Required action:
Only the lines from the top of the listing below through the line containing "box: [451, 386, 552, 478]" should be output, exactly and with no pictures.

The input:
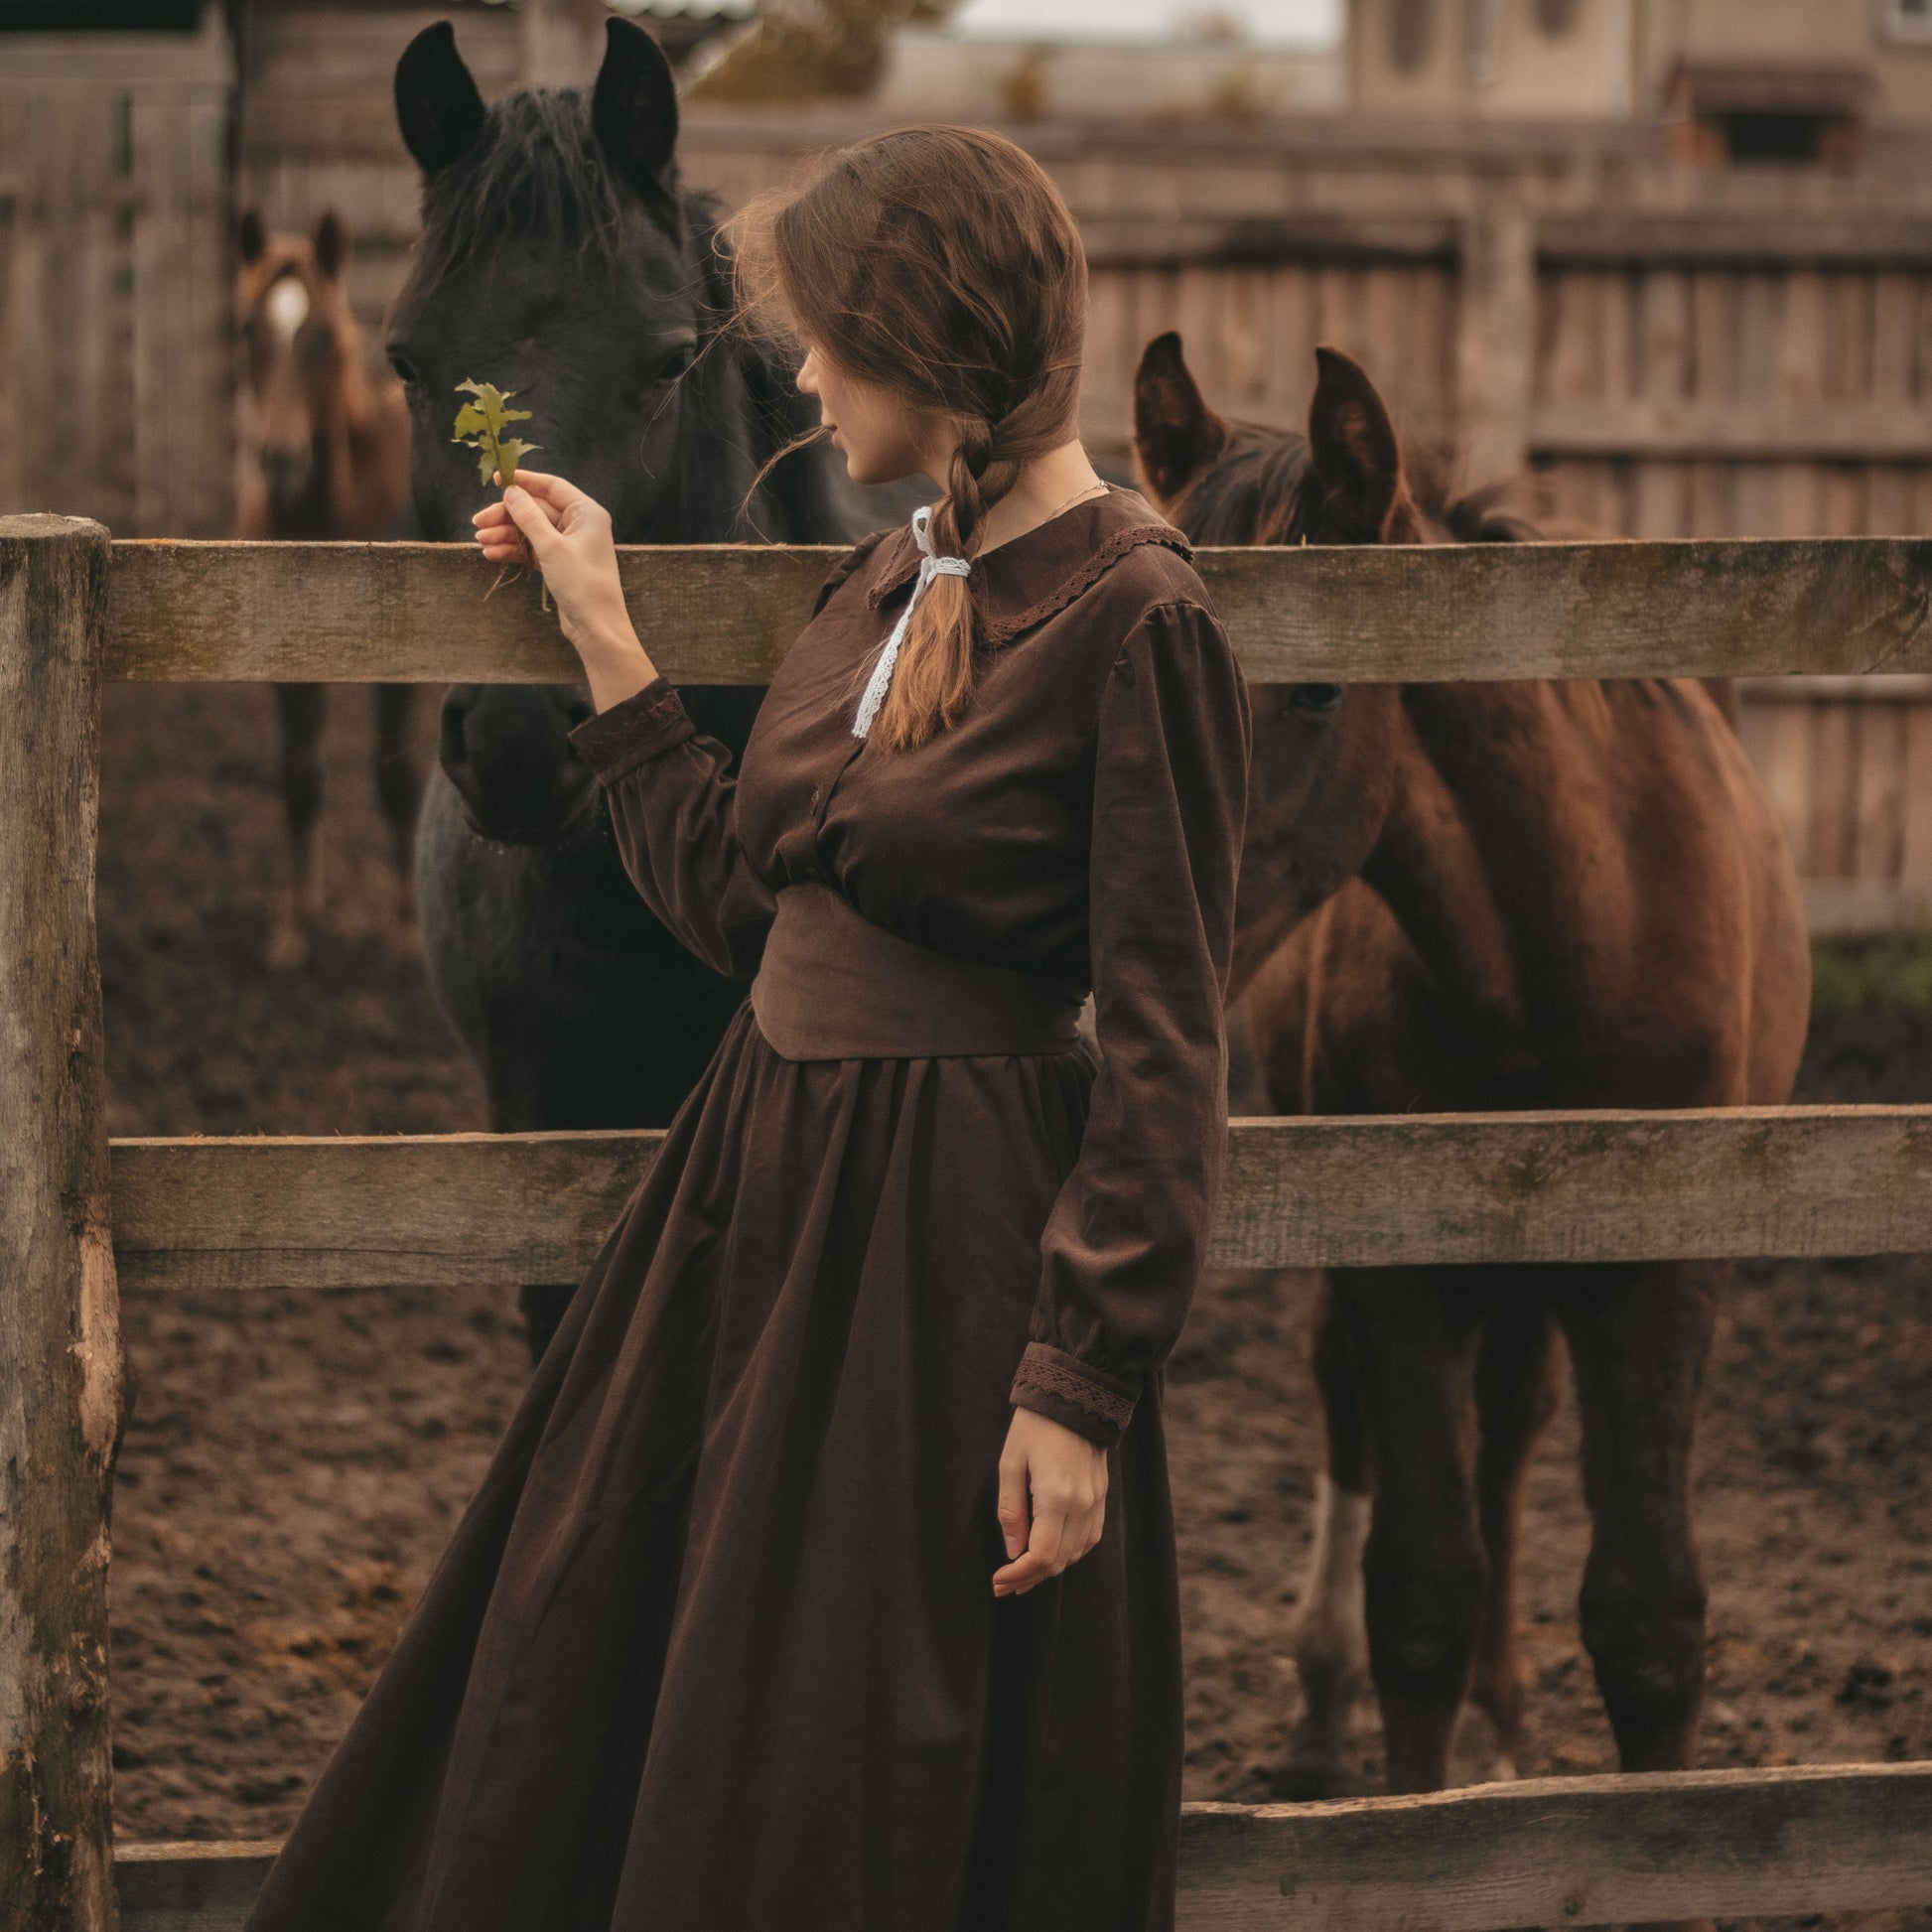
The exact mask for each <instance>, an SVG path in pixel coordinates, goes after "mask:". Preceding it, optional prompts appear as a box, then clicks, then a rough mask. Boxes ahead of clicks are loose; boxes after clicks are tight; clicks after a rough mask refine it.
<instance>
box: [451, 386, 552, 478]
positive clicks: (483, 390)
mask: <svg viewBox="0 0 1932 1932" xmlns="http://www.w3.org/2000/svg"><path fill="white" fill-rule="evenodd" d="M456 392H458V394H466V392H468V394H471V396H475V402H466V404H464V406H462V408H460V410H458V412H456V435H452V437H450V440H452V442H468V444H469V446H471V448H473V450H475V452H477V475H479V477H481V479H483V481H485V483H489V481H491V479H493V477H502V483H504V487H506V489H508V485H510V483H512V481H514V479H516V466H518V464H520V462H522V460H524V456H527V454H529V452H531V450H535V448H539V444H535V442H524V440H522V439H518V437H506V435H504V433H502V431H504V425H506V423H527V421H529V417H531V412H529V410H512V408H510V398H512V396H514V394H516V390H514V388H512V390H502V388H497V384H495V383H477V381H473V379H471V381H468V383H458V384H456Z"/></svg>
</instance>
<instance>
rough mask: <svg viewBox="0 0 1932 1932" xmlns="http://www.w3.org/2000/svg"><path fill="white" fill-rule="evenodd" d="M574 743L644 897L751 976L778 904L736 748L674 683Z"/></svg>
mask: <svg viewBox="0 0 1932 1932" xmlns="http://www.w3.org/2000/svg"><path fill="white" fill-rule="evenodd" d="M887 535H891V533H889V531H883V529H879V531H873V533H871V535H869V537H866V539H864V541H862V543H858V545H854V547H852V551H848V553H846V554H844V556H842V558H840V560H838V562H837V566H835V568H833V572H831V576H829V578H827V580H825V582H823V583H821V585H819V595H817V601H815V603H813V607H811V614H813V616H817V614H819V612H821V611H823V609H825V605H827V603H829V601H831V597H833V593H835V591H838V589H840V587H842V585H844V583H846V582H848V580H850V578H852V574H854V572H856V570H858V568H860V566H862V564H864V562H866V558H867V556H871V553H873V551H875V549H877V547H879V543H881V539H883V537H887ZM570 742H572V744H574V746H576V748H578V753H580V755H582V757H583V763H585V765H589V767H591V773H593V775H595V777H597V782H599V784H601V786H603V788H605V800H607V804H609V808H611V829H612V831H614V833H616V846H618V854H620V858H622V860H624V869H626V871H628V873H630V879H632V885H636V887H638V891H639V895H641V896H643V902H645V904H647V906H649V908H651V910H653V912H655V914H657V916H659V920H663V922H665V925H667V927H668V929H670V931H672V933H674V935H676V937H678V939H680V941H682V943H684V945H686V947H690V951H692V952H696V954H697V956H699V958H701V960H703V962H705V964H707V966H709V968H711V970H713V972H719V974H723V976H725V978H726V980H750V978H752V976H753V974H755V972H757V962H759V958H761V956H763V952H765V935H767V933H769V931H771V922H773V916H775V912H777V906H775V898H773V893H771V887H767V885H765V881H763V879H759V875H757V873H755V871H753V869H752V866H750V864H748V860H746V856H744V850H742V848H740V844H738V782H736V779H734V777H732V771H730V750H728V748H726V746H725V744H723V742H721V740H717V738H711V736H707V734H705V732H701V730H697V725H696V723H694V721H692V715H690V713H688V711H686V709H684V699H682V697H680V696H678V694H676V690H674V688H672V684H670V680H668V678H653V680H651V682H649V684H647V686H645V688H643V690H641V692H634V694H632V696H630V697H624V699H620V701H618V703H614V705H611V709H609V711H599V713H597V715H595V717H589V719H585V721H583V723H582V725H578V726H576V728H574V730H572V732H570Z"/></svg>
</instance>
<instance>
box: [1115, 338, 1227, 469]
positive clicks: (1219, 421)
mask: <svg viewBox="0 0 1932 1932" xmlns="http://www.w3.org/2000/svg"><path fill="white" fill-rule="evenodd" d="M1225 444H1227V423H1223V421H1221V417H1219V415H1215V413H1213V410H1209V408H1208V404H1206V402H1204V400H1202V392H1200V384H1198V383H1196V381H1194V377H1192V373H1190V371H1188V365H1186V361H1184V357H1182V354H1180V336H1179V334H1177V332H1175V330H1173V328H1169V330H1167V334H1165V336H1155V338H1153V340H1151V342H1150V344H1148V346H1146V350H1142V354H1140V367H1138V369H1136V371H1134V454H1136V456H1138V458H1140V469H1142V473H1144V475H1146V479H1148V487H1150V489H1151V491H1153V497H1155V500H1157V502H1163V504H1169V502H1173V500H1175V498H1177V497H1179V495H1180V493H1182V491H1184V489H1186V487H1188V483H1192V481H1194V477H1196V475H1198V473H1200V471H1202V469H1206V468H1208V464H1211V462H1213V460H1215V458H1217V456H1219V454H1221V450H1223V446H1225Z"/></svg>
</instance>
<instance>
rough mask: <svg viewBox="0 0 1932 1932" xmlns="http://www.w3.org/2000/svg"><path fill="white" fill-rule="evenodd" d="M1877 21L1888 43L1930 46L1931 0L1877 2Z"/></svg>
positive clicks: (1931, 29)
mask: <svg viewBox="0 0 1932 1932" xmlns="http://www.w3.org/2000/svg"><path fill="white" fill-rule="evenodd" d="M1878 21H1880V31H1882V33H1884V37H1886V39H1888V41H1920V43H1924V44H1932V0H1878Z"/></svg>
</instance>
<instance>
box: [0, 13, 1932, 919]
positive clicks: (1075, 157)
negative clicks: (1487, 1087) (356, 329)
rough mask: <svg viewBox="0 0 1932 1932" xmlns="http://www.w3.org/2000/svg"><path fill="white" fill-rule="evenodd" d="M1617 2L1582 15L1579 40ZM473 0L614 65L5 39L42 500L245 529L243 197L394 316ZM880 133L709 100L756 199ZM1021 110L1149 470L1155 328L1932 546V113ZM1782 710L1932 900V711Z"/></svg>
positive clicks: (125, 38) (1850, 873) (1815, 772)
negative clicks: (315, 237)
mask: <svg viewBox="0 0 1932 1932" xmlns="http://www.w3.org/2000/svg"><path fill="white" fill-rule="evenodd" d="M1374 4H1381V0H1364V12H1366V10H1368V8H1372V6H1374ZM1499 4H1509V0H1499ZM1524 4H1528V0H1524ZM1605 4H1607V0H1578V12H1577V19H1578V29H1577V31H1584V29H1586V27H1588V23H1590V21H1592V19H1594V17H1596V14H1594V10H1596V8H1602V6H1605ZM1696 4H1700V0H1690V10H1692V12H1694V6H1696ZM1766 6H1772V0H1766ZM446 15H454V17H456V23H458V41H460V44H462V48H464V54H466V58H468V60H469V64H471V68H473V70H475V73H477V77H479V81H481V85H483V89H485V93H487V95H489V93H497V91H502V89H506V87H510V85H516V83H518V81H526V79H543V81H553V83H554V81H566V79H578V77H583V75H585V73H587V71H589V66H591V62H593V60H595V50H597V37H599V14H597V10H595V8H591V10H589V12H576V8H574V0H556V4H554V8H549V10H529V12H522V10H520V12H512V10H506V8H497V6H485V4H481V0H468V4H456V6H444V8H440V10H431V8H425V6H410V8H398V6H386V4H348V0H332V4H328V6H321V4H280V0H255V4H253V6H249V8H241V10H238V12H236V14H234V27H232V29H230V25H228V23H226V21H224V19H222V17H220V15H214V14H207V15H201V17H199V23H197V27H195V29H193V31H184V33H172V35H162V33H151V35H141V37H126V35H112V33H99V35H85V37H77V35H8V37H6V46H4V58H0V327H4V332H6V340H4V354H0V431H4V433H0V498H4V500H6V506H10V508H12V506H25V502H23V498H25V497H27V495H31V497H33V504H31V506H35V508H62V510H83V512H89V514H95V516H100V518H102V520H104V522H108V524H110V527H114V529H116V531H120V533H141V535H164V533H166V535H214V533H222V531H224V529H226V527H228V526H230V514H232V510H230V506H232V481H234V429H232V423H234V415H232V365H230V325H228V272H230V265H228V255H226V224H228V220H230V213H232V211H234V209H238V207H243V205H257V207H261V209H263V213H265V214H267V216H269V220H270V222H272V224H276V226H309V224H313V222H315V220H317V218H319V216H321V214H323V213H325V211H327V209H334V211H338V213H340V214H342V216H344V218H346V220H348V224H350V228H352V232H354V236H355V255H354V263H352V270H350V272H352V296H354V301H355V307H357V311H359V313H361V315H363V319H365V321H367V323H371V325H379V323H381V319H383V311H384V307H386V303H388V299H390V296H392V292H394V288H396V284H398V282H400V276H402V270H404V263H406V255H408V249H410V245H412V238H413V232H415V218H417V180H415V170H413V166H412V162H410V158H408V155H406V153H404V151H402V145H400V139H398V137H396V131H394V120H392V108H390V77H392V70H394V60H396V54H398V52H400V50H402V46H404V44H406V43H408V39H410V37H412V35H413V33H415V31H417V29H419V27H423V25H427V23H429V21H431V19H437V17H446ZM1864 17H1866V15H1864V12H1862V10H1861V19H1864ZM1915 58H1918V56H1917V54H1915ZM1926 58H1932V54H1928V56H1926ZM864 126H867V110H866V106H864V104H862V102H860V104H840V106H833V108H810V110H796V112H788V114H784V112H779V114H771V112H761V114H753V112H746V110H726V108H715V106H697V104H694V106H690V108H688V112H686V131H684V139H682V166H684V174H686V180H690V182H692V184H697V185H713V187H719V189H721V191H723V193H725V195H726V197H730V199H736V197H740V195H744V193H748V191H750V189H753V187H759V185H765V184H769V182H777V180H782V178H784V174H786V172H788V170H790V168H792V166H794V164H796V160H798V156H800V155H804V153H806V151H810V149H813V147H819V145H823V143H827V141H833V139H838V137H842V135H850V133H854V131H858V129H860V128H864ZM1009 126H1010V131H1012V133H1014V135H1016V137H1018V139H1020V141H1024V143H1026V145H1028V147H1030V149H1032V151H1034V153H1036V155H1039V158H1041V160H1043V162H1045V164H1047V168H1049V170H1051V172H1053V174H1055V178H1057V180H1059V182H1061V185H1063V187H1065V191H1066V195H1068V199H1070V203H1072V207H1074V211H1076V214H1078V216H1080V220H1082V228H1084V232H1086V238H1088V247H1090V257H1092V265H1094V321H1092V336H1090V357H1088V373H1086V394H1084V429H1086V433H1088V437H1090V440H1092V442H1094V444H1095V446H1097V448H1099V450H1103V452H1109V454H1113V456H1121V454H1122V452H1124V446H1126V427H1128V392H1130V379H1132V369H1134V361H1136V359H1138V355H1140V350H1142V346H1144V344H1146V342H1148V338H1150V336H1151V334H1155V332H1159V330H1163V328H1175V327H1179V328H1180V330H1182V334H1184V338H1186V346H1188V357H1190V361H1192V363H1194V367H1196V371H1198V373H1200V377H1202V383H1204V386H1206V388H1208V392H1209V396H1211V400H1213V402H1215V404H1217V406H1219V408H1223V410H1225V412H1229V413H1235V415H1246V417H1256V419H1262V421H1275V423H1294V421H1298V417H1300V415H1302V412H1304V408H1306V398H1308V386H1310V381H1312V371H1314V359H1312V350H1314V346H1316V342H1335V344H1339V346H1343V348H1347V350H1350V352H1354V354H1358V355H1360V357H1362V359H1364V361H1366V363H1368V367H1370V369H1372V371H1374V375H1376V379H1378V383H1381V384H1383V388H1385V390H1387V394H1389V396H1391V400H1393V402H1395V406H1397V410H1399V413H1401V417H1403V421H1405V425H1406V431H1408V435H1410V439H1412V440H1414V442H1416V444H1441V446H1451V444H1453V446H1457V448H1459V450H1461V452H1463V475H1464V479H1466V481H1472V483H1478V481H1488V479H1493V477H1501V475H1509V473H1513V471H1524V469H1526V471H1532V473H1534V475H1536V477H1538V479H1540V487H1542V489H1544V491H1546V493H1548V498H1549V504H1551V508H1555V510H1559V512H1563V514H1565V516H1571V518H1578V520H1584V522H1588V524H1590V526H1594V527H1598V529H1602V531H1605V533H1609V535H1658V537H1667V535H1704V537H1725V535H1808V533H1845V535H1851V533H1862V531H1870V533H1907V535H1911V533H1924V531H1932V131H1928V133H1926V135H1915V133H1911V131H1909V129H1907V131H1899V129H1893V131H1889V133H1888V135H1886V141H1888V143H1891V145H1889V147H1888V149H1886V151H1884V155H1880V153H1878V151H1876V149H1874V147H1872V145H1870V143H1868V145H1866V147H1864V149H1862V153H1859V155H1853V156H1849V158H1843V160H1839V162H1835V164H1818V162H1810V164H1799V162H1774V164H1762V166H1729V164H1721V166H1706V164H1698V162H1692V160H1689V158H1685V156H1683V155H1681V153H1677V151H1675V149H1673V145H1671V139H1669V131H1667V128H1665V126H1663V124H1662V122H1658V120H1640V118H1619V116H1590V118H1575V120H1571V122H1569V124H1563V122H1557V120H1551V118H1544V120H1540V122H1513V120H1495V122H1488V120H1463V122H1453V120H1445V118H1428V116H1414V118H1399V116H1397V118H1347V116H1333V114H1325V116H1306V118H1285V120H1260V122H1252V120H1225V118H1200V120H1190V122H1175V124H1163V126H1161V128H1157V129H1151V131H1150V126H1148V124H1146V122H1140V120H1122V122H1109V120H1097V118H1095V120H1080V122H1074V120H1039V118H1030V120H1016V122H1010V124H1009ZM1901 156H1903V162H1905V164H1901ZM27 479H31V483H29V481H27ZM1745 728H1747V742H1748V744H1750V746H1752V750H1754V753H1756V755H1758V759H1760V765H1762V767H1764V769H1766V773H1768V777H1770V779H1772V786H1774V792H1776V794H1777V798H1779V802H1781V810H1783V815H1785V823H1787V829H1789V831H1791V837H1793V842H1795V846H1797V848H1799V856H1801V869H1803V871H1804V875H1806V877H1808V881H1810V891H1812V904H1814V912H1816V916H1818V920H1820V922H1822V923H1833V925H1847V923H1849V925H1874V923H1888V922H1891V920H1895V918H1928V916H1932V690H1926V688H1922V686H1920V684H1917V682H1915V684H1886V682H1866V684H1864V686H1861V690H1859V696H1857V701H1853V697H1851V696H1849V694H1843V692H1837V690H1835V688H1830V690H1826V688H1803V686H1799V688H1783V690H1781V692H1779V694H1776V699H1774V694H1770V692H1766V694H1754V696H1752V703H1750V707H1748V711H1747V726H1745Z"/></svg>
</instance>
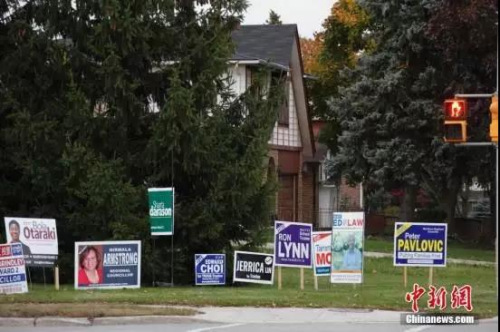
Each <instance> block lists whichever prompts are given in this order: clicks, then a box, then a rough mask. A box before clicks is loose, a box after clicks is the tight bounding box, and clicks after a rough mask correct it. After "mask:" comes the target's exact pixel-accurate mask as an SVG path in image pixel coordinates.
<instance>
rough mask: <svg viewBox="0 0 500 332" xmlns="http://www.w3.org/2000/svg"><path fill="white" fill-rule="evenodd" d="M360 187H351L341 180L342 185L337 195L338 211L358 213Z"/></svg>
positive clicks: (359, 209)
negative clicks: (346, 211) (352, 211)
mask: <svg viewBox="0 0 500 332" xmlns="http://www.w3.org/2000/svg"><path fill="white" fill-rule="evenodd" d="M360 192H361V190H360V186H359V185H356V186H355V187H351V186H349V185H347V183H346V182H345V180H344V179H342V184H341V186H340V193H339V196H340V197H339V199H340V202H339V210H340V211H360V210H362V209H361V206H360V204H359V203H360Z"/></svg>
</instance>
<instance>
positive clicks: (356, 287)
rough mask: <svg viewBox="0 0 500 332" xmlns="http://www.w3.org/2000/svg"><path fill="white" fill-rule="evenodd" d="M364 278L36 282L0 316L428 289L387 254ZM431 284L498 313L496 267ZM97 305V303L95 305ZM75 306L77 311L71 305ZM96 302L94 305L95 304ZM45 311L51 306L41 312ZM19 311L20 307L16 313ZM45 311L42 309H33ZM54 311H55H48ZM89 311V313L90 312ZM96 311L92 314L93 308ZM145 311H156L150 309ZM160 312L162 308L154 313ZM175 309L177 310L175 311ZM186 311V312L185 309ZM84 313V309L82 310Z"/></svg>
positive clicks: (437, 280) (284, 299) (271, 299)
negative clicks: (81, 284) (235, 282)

Response area:
The exact mask for each <instance>, an SVG path in pixel coordinates, goes after "mask:". Preceding it, optional prompts appear as a box, then clicks, then a rough mask. Boxes ahead of clicks are loose; boxes after clicks are tight; clicks after a rough mask refine it.
<instance>
box: [451, 386, 552, 478]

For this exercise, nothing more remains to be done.